SHORT PROBLEM
Format each line of the data below as a string in a JSON list, skipping blank lines. Leave the pictures out of the answer.

··· SUPPLIED INFORMATION

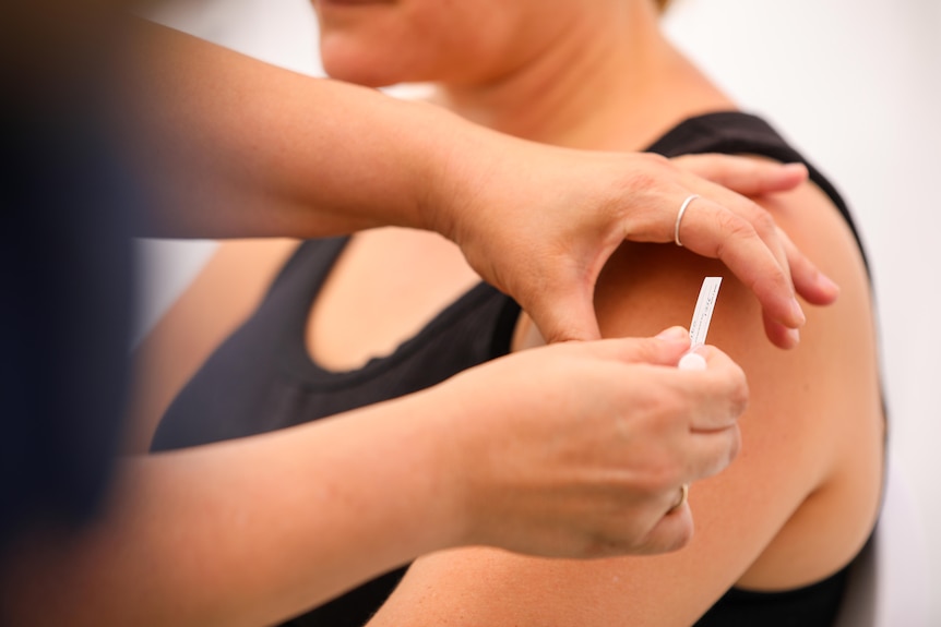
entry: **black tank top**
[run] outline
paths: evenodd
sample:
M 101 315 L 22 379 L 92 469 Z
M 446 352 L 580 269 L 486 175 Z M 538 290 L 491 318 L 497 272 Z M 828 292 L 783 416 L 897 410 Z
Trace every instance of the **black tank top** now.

······

RESULT
[
  "entry: **black tank top**",
  "[run] outline",
  "paths: evenodd",
  "sample:",
  "M 101 315 L 22 379 L 92 469 Z",
  "M 446 352 L 580 269 L 486 175 Z M 538 290 L 491 318 L 497 272 Z M 828 292 L 783 416 L 897 410 Z",
  "Trace every instance of the **black tank top** now."
]